=== Begin Enclosure ===

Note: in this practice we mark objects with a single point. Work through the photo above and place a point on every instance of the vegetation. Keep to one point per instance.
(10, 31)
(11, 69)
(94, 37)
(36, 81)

=== End Enclosure ===

WHAT YOU HAVE TO DO:
Every entry above should be retyped exactly as shown.

OUTPUT OF THE TASK:
Note: in this practice we mark objects with a single point. Work through the photo above and place a point on every instance of the vegetation. Keep to one point per instance.
(10, 31)
(11, 69)
(94, 37)
(36, 81)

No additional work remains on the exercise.